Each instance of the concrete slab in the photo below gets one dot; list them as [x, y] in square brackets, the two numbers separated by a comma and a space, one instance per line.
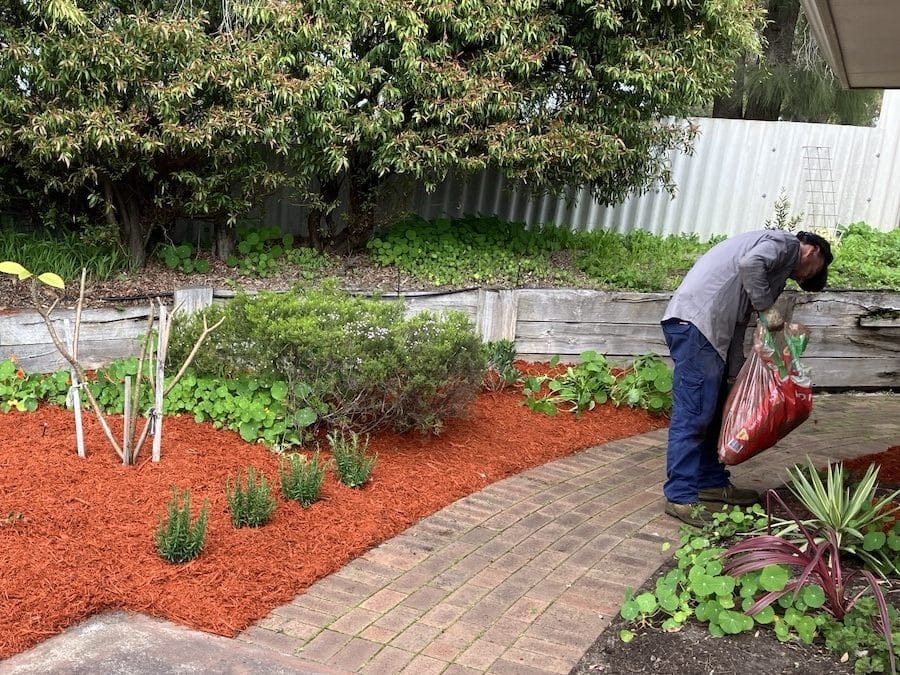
[121, 643]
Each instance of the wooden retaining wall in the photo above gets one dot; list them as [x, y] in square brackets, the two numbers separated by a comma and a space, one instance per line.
[854, 341]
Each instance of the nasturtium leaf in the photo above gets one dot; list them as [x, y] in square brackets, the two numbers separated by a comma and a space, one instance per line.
[813, 596]
[52, 280]
[279, 390]
[646, 602]
[774, 577]
[874, 540]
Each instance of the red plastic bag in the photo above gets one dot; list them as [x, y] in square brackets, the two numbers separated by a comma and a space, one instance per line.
[771, 397]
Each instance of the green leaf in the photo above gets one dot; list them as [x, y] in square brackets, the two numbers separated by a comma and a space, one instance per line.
[52, 280]
[249, 432]
[10, 267]
[646, 603]
[774, 577]
[279, 390]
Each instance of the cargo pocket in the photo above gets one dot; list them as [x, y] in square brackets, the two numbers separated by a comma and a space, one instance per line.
[691, 398]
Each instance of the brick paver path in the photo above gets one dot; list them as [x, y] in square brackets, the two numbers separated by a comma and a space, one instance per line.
[523, 576]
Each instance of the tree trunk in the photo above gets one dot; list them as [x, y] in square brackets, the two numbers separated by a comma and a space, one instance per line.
[225, 240]
[124, 211]
[320, 222]
[779, 32]
[731, 105]
[361, 198]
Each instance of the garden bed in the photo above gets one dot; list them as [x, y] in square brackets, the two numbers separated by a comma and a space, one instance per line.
[693, 651]
[86, 526]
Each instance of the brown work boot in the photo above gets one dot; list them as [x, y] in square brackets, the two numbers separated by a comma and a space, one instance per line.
[729, 494]
[692, 514]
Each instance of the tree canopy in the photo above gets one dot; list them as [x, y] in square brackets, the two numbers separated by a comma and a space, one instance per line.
[148, 111]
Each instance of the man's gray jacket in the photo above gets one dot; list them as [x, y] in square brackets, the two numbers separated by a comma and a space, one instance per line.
[743, 273]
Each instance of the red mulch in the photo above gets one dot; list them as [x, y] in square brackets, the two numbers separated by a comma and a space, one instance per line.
[85, 542]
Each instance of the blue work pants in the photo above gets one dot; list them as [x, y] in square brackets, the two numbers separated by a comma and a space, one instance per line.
[698, 393]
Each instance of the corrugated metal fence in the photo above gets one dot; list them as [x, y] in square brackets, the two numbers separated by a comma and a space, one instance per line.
[832, 174]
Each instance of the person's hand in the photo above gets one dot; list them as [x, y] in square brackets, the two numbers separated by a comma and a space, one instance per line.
[772, 319]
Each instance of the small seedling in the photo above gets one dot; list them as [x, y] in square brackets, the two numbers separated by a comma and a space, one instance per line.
[250, 502]
[177, 539]
[301, 478]
[351, 462]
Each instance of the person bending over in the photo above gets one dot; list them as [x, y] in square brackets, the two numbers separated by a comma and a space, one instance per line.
[704, 325]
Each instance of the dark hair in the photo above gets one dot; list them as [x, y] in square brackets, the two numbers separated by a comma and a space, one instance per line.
[818, 281]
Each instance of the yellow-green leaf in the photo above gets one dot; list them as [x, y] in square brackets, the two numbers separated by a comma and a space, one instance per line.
[53, 280]
[10, 267]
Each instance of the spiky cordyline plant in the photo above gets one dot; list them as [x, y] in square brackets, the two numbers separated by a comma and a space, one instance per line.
[819, 562]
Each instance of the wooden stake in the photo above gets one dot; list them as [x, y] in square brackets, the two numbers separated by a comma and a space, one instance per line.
[161, 350]
[126, 431]
[75, 393]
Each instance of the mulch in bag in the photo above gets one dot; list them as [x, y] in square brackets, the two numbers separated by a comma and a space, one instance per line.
[771, 396]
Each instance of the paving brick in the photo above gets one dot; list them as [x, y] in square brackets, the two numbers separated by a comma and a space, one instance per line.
[457, 669]
[425, 665]
[388, 660]
[485, 613]
[325, 645]
[517, 666]
[466, 596]
[425, 598]
[478, 535]
[457, 575]
[481, 654]
[328, 608]
[526, 609]
[452, 642]
[528, 659]
[442, 615]
[277, 642]
[411, 581]
[300, 630]
[489, 577]
[378, 634]
[383, 600]
[354, 654]
[554, 650]
[354, 621]
[505, 631]
[398, 618]
[416, 637]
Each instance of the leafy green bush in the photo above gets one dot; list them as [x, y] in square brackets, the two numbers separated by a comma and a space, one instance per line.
[177, 538]
[639, 260]
[23, 392]
[250, 500]
[646, 384]
[752, 589]
[264, 251]
[479, 249]
[866, 258]
[580, 387]
[499, 355]
[181, 257]
[65, 252]
[301, 477]
[344, 359]
[352, 463]
[858, 515]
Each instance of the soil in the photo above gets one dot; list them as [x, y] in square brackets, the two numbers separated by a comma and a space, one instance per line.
[77, 535]
[693, 651]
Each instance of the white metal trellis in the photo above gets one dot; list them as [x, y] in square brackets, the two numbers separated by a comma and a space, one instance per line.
[821, 205]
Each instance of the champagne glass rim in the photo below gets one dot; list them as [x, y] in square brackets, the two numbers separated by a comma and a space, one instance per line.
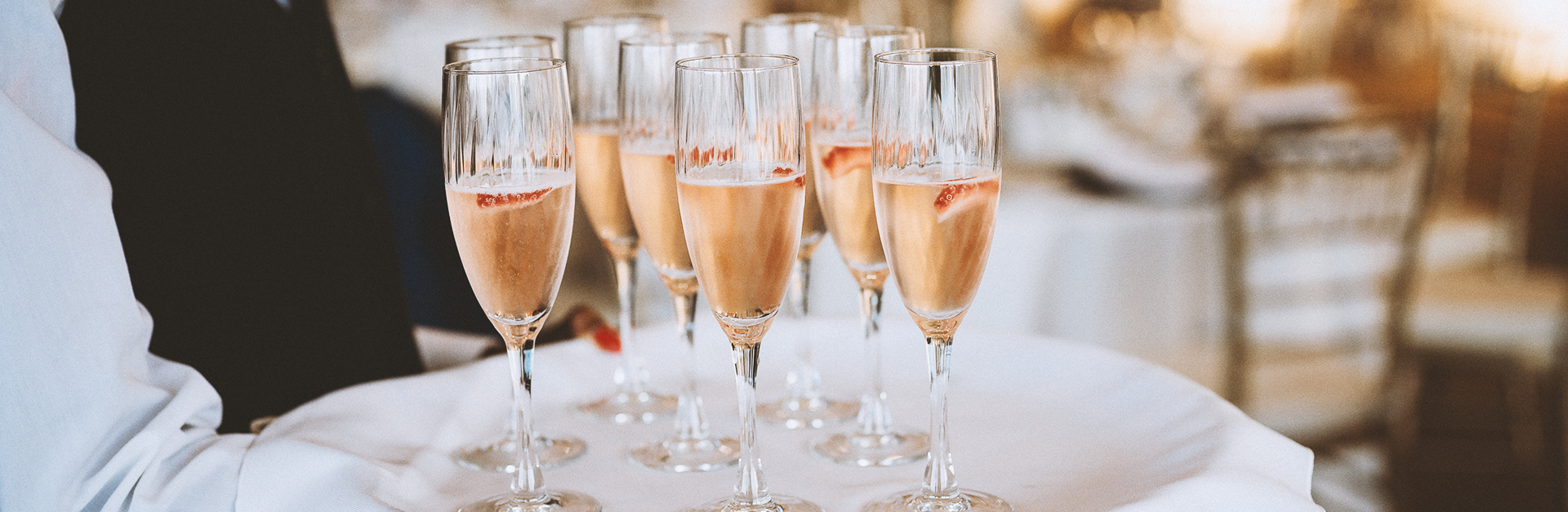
[898, 56]
[504, 65]
[867, 32]
[502, 41]
[782, 61]
[791, 19]
[612, 19]
[671, 38]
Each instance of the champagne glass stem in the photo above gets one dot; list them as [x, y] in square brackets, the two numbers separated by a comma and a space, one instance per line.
[630, 376]
[804, 379]
[874, 416]
[528, 483]
[751, 491]
[940, 464]
[688, 411]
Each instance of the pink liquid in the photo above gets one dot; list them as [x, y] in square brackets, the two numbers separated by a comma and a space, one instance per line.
[513, 243]
[844, 184]
[938, 237]
[744, 238]
[656, 210]
[601, 189]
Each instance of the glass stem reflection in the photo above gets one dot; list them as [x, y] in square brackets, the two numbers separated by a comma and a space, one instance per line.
[874, 418]
[688, 411]
[751, 491]
[804, 379]
[940, 464]
[630, 376]
[528, 483]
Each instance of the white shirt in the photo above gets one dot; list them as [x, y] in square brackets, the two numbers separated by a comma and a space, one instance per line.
[88, 418]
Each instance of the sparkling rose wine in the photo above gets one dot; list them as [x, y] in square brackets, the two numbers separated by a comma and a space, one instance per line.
[844, 184]
[938, 235]
[603, 193]
[513, 242]
[744, 238]
[813, 226]
[656, 210]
* * * *
Could you rewrite the records starting at the line containing "Each instance of the soil" and ending at the last line, replacing "champagne" with "wine" throughout and keeping everything else unchanged? Leave the pictures out.

Each instance of the soil in the photo above gets one dot; list them as [x, y] in square brackets, the two numbers separated by a comma and a space, one instance per line.
[77, 535]
[693, 651]
Each instance of the white metal trellis in the photo above gets one dot; list them as [x, y] in square brackets, the two numbers separated by a comma and a space, one instance per line.
[821, 205]
Each instance of the wine glass rim in the photo below gets one dot; list them as [x, y] in square brackets, the two numbers separated by a comma and a space, one instance per line.
[898, 56]
[504, 65]
[867, 32]
[502, 41]
[782, 61]
[791, 19]
[612, 19]
[671, 38]
Each instance of the wine glass stem in the photo above gets one dot; list them as [x, y] in square brackets, the two numbers separated by a comma and a space, one instance per line.
[630, 376]
[804, 379]
[874, 416]
[528, 483]
[751, 491]
[940, 464]
[688, 411]
Each instance of the pink liquid in the photo above gets one dot; list them as [x, y] in square brackets, the two numbers separated by a comma and a space, one instance per line.
[513, 243]
[844, 184]
[938, 237]
[744, 238]
[656, 210]
[601, 189]
Each instance of the glass stem reflection in the photo above gets one dot; list them as [x, y] in square brackets, the two numbers separated by a comma and a space, one instance per line.
[874, 418]
[688, 411]
[751, 491]
[804, 379]
[940, 464]
[630, 376]
[528, 483]
Each instance of the white shirt in the photo above gets one dot; list them as [x, y] in square brackets, the two numbers separated by a comma and a space, one instance per line.
[88, 418]
Each instance of the sparkling rose wine in the photo above gets one dot; list them as [x, y] in square brackets, the two numbers separated by a comma and a space, one instance per line.
[844, 184]
[938, 235]
[603, 193]
[513, 242]
[744, 238]
[813, 226]
[656, 210]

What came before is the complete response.